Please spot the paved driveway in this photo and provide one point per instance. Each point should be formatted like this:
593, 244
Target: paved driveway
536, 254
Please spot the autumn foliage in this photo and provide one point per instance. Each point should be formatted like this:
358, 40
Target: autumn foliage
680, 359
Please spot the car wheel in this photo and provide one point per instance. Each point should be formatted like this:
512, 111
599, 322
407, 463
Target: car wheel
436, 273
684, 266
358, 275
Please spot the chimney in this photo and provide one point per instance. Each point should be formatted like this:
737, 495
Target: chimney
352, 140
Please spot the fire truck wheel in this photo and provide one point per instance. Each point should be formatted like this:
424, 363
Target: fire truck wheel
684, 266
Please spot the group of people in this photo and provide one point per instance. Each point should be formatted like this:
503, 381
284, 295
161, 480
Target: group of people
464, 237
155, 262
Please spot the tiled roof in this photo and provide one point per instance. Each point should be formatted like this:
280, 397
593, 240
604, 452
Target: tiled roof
○ ○ ○ ○ ○ ○ ○
Repeat the listing above without any change.

■ **Output**
Please spot the paved driveway in this photo and provide one point per instance. Each point should be formatted like this:
593, 244
Target: paved driveway
536, 254
Please spot the autumn foliage in this photo and provide one point per instance. Each point should be formatted like this:
358, 40
Target: autumn foliage
680, 359
Please spot the car wheel in this photo and provide one point per instance. Each point should be formatted like this:
512, 111
599, 322
407, 463
Target: car wheel
436, 273
684, 266
358, 275
Please spot the chimney in this photo and provide one point per instance. Each point should be formatted like this:
737, 495
Target: chimney
352, 140
Please spot the fire truck wheel in this photo and provide one point per instance. Each point should be formatted like this:
424, 363
Target: fire truck wheel
684, 266
Please spot the group of people in this photo and provide one point per instance. Each point should be formatted like this:
503, 381
284, 295
161, 480
Target: group of people
464, 237
155, 262
Please spot the tiled roof in this photo and provide one point per instance. Each point should be formatted like this:
280, 397
593, 240
604, 452
Target: tiled roof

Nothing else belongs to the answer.